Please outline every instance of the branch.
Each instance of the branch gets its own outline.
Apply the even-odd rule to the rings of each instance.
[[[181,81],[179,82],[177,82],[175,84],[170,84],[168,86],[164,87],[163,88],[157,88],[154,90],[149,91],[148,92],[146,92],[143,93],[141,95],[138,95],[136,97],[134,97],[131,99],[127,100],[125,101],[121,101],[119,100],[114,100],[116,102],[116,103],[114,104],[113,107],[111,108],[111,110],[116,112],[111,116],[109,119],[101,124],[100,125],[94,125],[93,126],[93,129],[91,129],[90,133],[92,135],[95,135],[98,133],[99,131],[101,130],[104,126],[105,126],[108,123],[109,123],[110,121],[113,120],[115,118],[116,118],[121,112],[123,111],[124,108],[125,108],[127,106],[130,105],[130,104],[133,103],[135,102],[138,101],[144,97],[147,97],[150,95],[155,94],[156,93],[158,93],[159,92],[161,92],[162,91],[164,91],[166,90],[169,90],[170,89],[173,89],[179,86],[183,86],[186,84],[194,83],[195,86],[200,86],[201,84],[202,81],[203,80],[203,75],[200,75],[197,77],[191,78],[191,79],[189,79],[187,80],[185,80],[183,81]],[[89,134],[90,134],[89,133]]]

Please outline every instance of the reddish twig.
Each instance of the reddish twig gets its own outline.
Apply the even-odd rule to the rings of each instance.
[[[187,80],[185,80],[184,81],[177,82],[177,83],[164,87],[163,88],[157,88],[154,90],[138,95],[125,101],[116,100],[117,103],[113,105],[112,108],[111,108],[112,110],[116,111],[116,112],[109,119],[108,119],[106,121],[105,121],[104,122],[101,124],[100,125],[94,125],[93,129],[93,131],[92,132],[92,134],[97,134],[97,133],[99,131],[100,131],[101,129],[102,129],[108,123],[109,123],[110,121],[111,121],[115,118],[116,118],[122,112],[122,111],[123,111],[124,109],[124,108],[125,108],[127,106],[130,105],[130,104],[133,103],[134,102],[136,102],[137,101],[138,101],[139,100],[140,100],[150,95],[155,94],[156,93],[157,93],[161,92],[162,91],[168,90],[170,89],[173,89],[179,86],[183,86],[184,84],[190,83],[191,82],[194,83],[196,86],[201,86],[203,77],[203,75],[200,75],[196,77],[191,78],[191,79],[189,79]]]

Problem to solve =
Rewrite all of the items above, substituting "contours" for every occurrence of "rings" and leaving everything else unchanged.

Response to this task =
Please outline every instance of the branch.
Each instance of the branch gets its own outline.
Apply the even-odd rule to the contours of each instance.
[[[181,81],[179,82],[177,82],[175,84],[170,84],[168,86],[164,87],[163,88],[157,88],[154,90],[149,91],[148,92],[146,92],[143,93],[141,95],[138,95],[136,97],[134,97],[131,99],[127,100],[125,101],[121,101],[119,100],[114,100],[116,102],[116,103],[114,104],[113,107],[111,108],[111,110],[116,112],[111,116],[109,119],[101,124],[100,125],[94,125],[93,126],[93,129],[91,129],[90,133],[92,135],[95,135],[98,133],[99,131],[101,130],[104,126],[105,126],[108,123],[109,123],[110,121],[113,120],[115,118],[116,118],[121,112],[123,111],[124,108],[125,108],[127,106],[130,105],[130,104],[133,103],[135,102],[138,101],[144,97],[147,97],[150,95],[155,94],[156,93],[158,93],[159,92],[161,92],[162,91],[164,91],[166,90],[169,90],[170,89],[173,89],[179,86],[183,86],[186,84],[194,83],[195,86],[200,86],[201,84],[202,81],[203,80],[203,75],[200,75],[197,77],[191,78],[191,79],[189,79],[187,80],[185,80],[183,81]],[[89,134],[90,134],[89,133]]]

Please outline every instance of the reddish twig.
Each instance of the reddish twig gets its own outline.
Apply the even-odd rule to the contours of each instance.
[[[187,80],[185,80],[184,81],[177,82],[177,83],[164,87],[163,88],[157,88],[154,90],[138,95],[125,101],[116,100],[117,103],[113,105],[112,108],[111,108],[112,110],[116,111],[116,112],[109,119],[108,119],[106,121],[105,121],[104,122],[101,124],[100,125],[94,125],[93,129],[93,131],[92,132],[92,134],[97,134],[97,133],[99,131],[100,131],[101,129],[102,129],[108,123],[109,123],[110,121],[111,121],[115,118],[116,118],[122,112],[122,111],[123,111],[124,109],[124,108],[125,108],[127,106],[130,105],[130,104],[133,103],[134,102],[136,102],[137,101],[138,101],[139,100],[140,100],[150,95],[155,94],[156,93],[157,93],[161,92],[162,91],[168,90],[170,89],[173,89],[179,86],[183,86],[184,84],[190,83],[191,82],[194,83],[196,86],[201,86],[203,77],[203,75],[200,75],[196,77],[191,78],[191,79],[189,79]]]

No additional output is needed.